Stored data entries
>>>

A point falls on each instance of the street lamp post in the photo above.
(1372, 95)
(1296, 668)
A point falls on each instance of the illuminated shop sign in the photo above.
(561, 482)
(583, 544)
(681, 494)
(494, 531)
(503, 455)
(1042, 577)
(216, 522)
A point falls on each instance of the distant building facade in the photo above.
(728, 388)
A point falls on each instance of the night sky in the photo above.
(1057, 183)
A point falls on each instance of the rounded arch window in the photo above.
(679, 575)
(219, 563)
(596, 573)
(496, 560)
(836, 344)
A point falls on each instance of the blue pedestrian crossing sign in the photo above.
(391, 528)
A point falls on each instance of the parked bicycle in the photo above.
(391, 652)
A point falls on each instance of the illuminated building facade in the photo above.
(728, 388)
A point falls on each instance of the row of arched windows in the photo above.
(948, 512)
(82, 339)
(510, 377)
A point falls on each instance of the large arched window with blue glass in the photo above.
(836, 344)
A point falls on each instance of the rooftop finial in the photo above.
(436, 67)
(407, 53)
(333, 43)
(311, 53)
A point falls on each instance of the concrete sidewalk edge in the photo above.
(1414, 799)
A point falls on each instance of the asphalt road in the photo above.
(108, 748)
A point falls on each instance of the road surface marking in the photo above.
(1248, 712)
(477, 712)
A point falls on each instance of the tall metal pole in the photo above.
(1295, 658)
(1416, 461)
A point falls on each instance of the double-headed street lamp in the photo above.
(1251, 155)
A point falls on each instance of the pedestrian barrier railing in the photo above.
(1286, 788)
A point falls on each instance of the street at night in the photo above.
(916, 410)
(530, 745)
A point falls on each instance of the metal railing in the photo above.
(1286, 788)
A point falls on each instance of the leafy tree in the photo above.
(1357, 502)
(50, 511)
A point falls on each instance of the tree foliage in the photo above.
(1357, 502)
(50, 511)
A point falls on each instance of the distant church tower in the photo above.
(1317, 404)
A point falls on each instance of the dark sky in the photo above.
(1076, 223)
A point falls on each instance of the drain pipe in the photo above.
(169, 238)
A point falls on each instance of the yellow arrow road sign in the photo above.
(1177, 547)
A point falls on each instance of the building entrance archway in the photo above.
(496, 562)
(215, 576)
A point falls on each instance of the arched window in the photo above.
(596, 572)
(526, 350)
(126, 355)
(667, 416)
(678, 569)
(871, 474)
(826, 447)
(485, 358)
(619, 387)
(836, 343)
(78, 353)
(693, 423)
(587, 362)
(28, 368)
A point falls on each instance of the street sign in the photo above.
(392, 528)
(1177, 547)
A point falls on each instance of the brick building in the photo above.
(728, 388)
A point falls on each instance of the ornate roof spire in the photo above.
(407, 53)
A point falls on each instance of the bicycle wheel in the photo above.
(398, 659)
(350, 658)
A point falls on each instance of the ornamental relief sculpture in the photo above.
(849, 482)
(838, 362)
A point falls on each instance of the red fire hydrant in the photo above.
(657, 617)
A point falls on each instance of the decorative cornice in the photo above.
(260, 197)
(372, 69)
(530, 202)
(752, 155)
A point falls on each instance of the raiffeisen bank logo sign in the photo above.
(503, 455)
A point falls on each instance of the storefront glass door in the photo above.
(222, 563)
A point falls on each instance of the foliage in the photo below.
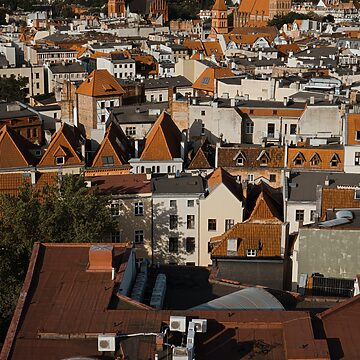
(68, 212)
(12, 89)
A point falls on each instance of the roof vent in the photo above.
(100, 257)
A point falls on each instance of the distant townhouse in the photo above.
(131, 208)
(253, 163)
(157, 90)
(57, 73)
(222, 188)
(117, 64)
(98, 92)
(254, 251)
(176, 219)
(164, 149)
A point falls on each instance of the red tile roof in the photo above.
(163, 142)
(100, 83)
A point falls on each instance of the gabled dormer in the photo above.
(114, 149)
(263, 158)
(64, 149)
(240, 158)
(299, 159)
(315, 160)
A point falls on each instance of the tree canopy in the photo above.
(66, 212)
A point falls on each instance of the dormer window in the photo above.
(334, 161)
(315, 160)
(299, 159)
(60, 160)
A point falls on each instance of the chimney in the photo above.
(101, 258)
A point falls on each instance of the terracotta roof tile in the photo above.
(115, 145)
(14, 149)
(100, 83)
(163, 142)
(66, 139)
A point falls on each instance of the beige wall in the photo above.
(221, 204)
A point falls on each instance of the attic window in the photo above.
(299, 159)
(60, 160)
(315, 160)
(334, 161)
(107, 160)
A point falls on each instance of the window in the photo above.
(211, 224)
(115, 209)
(173, 222)
(271, 130)
(299, 215)
(139, 236)
(173, 245)
(116, 236)
(312, 215)
(229, 223)
(107, 160)
(60, 160)
(130, 131)
(251, 252)
(190, 245)
(357, 158)
(139, 208)
(190, 221)
(240, 161)
(249, 128)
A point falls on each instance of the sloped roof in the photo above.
(100, 83)
(163, 141)
(219, 5)
(14, 151)
(67, 139)
(114, 144)
(220, 176)
(205, 81)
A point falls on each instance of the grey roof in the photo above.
(304, 183)
(67, 68)
(176, 81)
(246, 299)
(138, 114)
(185, 184)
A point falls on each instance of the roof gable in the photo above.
(100, 83)
(65, 142)
(14, 149)
(115, 146)
(163, 141)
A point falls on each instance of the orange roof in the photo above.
(163, 141)
(254, 7)
(206, 81)
(65, 141)
(113, 145)
(219, 5)
(14, 149)
(100, 83)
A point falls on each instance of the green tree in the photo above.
(66, 212)
(12, 89)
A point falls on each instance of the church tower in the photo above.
(219, 23)
(116, 8)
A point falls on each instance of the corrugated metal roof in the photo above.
(246, 299)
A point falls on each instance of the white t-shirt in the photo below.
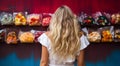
(45, 41)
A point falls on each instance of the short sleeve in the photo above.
(43, 40)
(84, 42)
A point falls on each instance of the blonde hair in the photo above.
(65, 33)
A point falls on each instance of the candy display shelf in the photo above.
(23, 28)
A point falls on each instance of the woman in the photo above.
(63, 44)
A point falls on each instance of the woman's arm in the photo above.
(80, 59)
(44, 57)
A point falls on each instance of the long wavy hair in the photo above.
(65, 33)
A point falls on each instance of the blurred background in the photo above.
(97, 54)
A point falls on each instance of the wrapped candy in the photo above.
(20, 18)
(115, 18)
(89, 20)
(101, 18)
(46, 19)
(117, 35)
(26, 37)
(34, 19)
(94, 36)
(81, 17)
(37, 34)
(11, 36)
(2, 35)
(6, 18)
(107, 34)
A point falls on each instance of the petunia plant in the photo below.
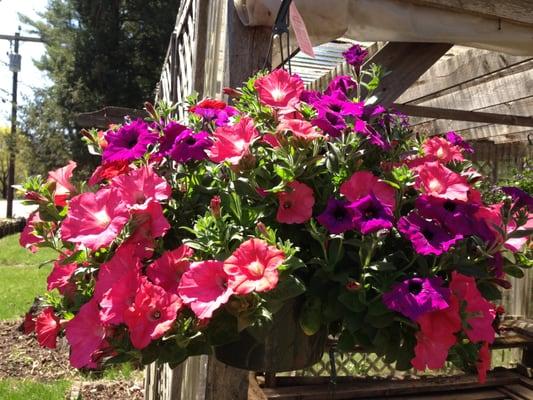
(191, 232)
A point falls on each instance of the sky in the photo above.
(29, 76)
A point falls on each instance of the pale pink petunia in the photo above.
(167, 270)
(60, 276)
(29, 238)
(47, 327)
(232, 143)
(86, 335)
(141, 186)
(295, 204)
(437, 180)
(63, 187)
(204, 287)
(151, 315)
(363, 183)
(254, 267)
(299, 128)
(279, 89)
(95, 219)
(442, 150)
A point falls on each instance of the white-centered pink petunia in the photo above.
(63, 187)
(95, 219)
(86, 335)
(363, 183)
(232, 143)
(204, 287)
(140, 186)
(254, 267)
(151, 315)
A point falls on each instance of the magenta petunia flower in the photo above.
(253, 267)
(427, 237)
(417, 296)
(279, 89)
(337, 217)
(204, 287)
(129, 143)
(167, 270)
(141, 186)
(95, 219)
(86, 335)
(355, 56)
(47, 328)
(151, 315)
(362, 183)
(371, 215)
(190, 146)
(296, 204)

<<<

- [Directions] This exercise calls for a verbatim output of the entries, pictures omitted.

- [Task solution]
A point falls on each instance of the street lamp post in the photo above.
(1372, 95)
(1296, 668)
A point falls on each instance of the illuminated shop sign in the photo above.
(561, 482)
(583, 544)
(681, 494)
(494, 531)
(503, 455)
(1042, 577)
(216, 522)
A point falls on each instance of the distant building facade in the photo above.
(728, 388)
A point falls on each instance of the night sky in the photo above.
(1057, 183)
A point falls on each instance of the rounded arch window in the photo above.
(679, 575)
(219, 563)
(596, 573)
(496, 560)
(836, 344)
A point falls on each instance of the blue pedestrian crossing sign in the photo above.
(391, 528)
A point falls on each instance of the parked bicycle in the photo above.
(391, 652)
A point falls on each instance of the illuminated building facade in the photo above.
(728, 388)
A point falls on each instance of the row of arched windows in the photo above.
(948, 512)
(82, 339)
(510, 377)
A point falls on each instance of the large arched window with blue glass in the photo above.
(836, 344)
A point falls on each instance of the rooftop finial in the photo above.
(436, 67)
(407, 53)
(333, 43)
(311, 53)
A point falls on each instance of the concrete sidewalk edge in the photo above.
(1414, 799)
A point falls on each instance of the asphalt road in the photo above.
(108, 748)
A point falls on each instance of the road surface marking in the photo above.
(1248, 712)
(477, 712)
A point falls on each instance of the tall metal pole in the photo above.
(1295, 658)
(1416, 461)
A point falls on each instance of the double-headed street lamp in the photo above.
(1251, 155)
A point falls on each instance of the pedestrian barrier railing in the photo above.
(1286, 788)
A point falls on each instance of the street at night in the photo above.
(916, 410)
(530, 745)
A point falls on each instance of the metal railing in the photo above.
(1286, 788)
A point falls on each instance of the leafy tree in the photo above.
(1357, 502)
(50, 511)
A point falls on each instance of the tree foliage in the photo above.
(1357, 502)
(50, 511)
A point falls on each instance of the distant church tower in the photo above.
(1317, 404)
A point falls on each instance of the dark sky in the photo above.
(1076, 223)
A point falls on each instance of the drain pipe in the photo above.
(169, 238)
A point falls on each instance of the yellow arrow road sign in the photo above.
(1177, 547)
A point falls on each instance of the building entrance archway in the photo above.
(496, 562)
(215, 576)
A point falls on each instance of the arched window in the photo above.
(596, 572)
(526, 350)
(126, 355)
(667, 416)
(678, 569)
(871, 474)
(826, 447)
(485, 358)
(619, 387)
(836, 343)
(78, 353)
(693, 423)
(587, 362)
(28, 368)
A point falls on each instance of the street sign in the photo above.
(392, 528)
(1177, 547)
A point falls on each instance of the brick building in the photo above.
(728, 388)
A point falls on each instance of the ornate roof spire in the photo above.
(407, 53)
A point falls on each instance of the bicycle wheel in the photo above.
(398, 659)
(350, 658)
A point falls on each instance of the ornamental relief sculpture in the photo above.
(849, 482)
(838, 362)
A point falls on each instance of the red fire hydrant in the photo above.
(657, 617)
A point falls on each instance of the decorative cornice in the photo above.
(260, 197)
(372, 69)
(530, 202)
(752, 155)
A point falls on each instance of the raiffeisen bank logo sign in the photo above.
(503, 455)
A point falls on each instance of the storefront glass door in the photo above.
(222, 563)
A point falls on each instance of the foliage in the photo below.
(68, 212)
(12, 89)
A point falls on each instance of the roof vent in the photo above.
(100, 257)
A point falls on each instance of the distant townhouse in the photo above.
(131, 208)
(253, 163)
(157, 90)
(57, 73)
(222, 188)
(117, 64)
(98, 92)
(254, 251)
(176, 219)
(164, 149)
A point falls on each instance of the red tile roof in the photo above.
(163, 142)
(100, 83)
A point falls on each instance of the gabled dormer in the photo above.
(114, 149)
(263, 158)
(64, 149)
(240, 158)
(299, 159)
(315, 160)
A point falls on each instance of the tree canopy in the photo above.
(66, 212)
A point falls on each instance of the dormer window in the photo above.
(334, 161)
(315, 160)
(299, 159)
(60, 160)
A point falls on each instance of the chimney in the photo above.
(101, 258)
A point falls on each instance of the terracotta roof tile in the photo above.
(115, 145)
(14, 149)
(100, 83)
(163, 142)
(66, 139)
A point falls on each instance of the beige wall in the photo above.
(221, 204)
A point falls on each instance of the attic window in the photo above.
(299, 159)
(60, 160)
(315, 160)
(334, 161)
(107, 160)
A point falls on each instance of the window in the photo above.
(211, 224)
(115, 209)
(173, 222)
(271, 130)
(299, 215)
(139, 236)
(173, 245)
(116, 236)
(312, 215)
(229, 223)
(107, 160)
(60, 160)
(130, 131)
(251, 252)
(190, 245)
(357, 158)
(139, 208)
(190, 221)
(240, 161)
(249, 128)
A point falls on each instance of the sloped roof in the photo above.
(100, 83)
(163, 141)
(219, 5)
(14, 151)
(67, 139)
(114, 144)
(220, 176)
(205, 81)
A point falls on each instance of the grey roof in the photo above.
(304, 183)
(67, 68)
(176, 81)
(246, 299)
(138, 114)
(185, 184)
A point falls on each instance of the roof gable in the photo above.
(100, 83)
(65, 142)
(14, 149)
(115, 146)
(163, 141)
A point falls on each instance of the orange roof in the photo above.
(163, 141)
(254, 7)
(206, 81)
(65, 141)
(113, 145)
(219, 5)
(14, 149)
(100, 83)
A point falls on each instance of the green tree in the photo above.
(66, 212)
(12, 89)
A point falls on each instance of the church tower in the photo above.
(219, 23)
(116, 8)
A point falls on each instance of the corrugated metal roof in the photo above.
(246, 299)
A point falls on each instance of the white t-shirt in the photo below.
(45, 41)
A point falls on each instance of the short sleeve in the photo above.
(43, 40)
(84, 42)
A point falls on each instance of the blonde hair in the photo above.
(65, 33)
A point falls on each instance of the candy display shelf in the photo above.
(23, 28)
A point falls on each instance of the woman in the photo above.
(63, 44)
A point falls on each instance of the woman's arm in the photo above.
(80, 59)
(44, 57)
A point falls on each instance of the long wavy hair in the photo above.
(65, 33)
A point falls on each instance of the blurred background in the photo above.
(97, 54)
A point falls on each instance of the wrapped candy in the photo above.
(20, 18)
(115, 18)
(89, 20)
(101, 18)
(46, 19)
(117, 35)
(26, 37)
(34, 19)
(94, 36)
(81, 17)
(37, 34)
(11, 36)
(2, 35)
(6, 18)
(107, 34)
A point falls on each instance of the petunia plant in the photo below.
(191, 232)
A point falls on each instance of the sky in the photo above.
(29, 76)
A point falls on each instance of the pale pink petunia in the photo above.
(167, 270)
(60, 276)
(29, 238)
(47, 327)
(232, 143)
(86, 335)
(141, 186)
(295, 204)
(437, 180)
(63, 187)
(204, 287)
(151, 315)
(363, 183)
(254, 267)
(299, 128)
(279, 89)
(95, 219)
(442, 150)
A point falls on each instance of the white-centered pink petunia in the photo above.
(63, 187)
(95, 219)
(86, 335)
(363, 183)
(232, 143)
(204, 287)
(140, 186)
(254, 267)
(151, 315)
A point falls on each instance of the magenta petunia flower in the photo above.
(253, 267)
(427, 237)
(417, 296)
(279, 89)
(337, 217)
(204, 287)
(129, 143)
(167, 270)
(141, 186)
(95, 219)
(86, 335)
(355, 56)
(47, 328)
(151, 315)
(362, 183)
(371, 215)
(190, 146)
(296, 204)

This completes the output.